● **SOURCE EXTRACT**
####################

The licensee created the HIT in order to develop an action plan to fully qualify all cable splices requiring EQ. The scope of the team was to identify all potentially unqualified cable splices that were installed for EQ equipment located in high energy line break (HELB) environments and to replace all cable splices that were found unqualified. As of April 2005, the inspections and replacements of the unqualified splices were all complete. Interview with the HIT project leader indicated that they expected to close all team activities (include approval and documentation) by the end of June 2005, two months ahead of the originally scheduled completion date of August 2005.
The QA audit team identified several programmatic issues that were documented in several DERs. As of April 2005, most of these DERs were still open but were in the licensees corrective action program. The inspectors concluded that the HIT activities progressed well.
3. Inservice Inspection Activities
a. Inspection Scope
The inspectors reviewed a sample of corrective action reports associated with ISI shown in the attachment, which identified nonconforming conditions discovered during this and the previous outage. The inspectors verified that flaws and other nonconforming conditions identified during nondestructive testing were reported, characterized, evaluated and appropriately dispositioned and entered into the corrective action program.

####################

● **RAW DATA**

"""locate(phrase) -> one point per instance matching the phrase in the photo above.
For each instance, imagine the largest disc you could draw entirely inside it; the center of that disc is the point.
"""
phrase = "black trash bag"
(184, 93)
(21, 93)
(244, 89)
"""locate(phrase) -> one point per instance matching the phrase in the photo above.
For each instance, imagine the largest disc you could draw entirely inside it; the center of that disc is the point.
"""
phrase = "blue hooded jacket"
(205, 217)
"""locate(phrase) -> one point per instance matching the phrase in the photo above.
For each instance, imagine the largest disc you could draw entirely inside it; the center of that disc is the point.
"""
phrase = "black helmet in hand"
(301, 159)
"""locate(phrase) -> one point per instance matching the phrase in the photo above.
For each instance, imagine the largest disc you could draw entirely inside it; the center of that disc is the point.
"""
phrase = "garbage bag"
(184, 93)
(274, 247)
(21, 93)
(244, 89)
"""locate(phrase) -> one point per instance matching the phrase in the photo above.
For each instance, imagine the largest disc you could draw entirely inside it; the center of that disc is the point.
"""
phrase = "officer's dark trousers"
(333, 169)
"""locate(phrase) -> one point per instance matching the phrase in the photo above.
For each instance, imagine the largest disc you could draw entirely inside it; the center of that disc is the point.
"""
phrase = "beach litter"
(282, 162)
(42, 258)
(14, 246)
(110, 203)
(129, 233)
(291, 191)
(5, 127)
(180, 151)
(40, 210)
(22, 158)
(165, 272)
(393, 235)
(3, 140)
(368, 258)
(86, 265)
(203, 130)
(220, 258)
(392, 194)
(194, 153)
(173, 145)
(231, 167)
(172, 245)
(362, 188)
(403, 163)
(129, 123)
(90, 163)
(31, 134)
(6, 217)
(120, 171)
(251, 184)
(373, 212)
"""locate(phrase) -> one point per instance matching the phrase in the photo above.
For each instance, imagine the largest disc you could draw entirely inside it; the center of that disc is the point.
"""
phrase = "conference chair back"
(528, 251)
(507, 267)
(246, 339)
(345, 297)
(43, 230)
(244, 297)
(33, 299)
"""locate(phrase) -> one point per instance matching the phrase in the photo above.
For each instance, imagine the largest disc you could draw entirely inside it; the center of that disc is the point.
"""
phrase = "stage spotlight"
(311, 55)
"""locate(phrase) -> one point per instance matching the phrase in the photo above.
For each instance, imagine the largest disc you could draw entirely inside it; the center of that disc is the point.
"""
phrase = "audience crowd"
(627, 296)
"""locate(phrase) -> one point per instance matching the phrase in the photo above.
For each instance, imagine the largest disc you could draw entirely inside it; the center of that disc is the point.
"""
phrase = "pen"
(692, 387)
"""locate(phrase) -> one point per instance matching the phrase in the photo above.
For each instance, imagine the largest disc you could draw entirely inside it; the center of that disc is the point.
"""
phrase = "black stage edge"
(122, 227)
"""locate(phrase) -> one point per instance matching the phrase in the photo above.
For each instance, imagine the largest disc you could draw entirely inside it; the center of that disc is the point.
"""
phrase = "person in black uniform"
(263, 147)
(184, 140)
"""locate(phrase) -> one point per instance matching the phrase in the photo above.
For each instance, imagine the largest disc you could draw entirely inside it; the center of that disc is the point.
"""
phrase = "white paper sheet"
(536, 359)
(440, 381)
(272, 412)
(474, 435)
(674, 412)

####################

● **EXERCISE SET**
a - In the inspection report excerpt, by what time did the HIT project leader expect all team activities to be closed?
b - Please proceed with the inspection report excerpt on cable splices and inservice inspection, writing on from its last sentence.
The data come from a source separate from the inspection report excerpt.

● **THE ANSWERS**
a - By the end of June 2005.

b -
b. Findings
No findings of significance were identified.
4. Public Radiation Safety
b. Inspection Scope
The inspectors reviewed the licensees Licensee Event Reports, Special Reports, and audits related to the radiological environmental monitoring program performed since the last inspection. The inspectors determined that identified problems were entered into the corrective action program for resolution. The inspectors also reviewed corrective actions affecting environmental sampling, sample analysis, or meteorological monitoring instrumentation.
c. Findings
No findings of significance were identified.
5. Corrective Action Review by Resident Inspectors
a. Inspection Scope
Continuous Review The inspectors performed a daily screening of items entered into the licensees corrective action program as required by Inspection Procedure 71152, Identification and Resolution of Problems. The review facilitated the identification of potentially repetitive equipment failures or specific human performance issues for follow-up inspection. It was accomplished by reviewing each issue report and attending daily screening meetings, and accessing the licensees computerized database.
Semi-Annual Problem Identification and Resolution (PI&R) Review The inspectors performed an in-depth, semi-annual, PI&R review of licensee documents written from January 2005 through June 2005 to verify that the licensee is identifying issues at the appropriate threshold, entering them into the corrective action program, and ensuring that there are no significant adverse trends outside of the corrective action program which would indicate the existence of a more significant safety issue.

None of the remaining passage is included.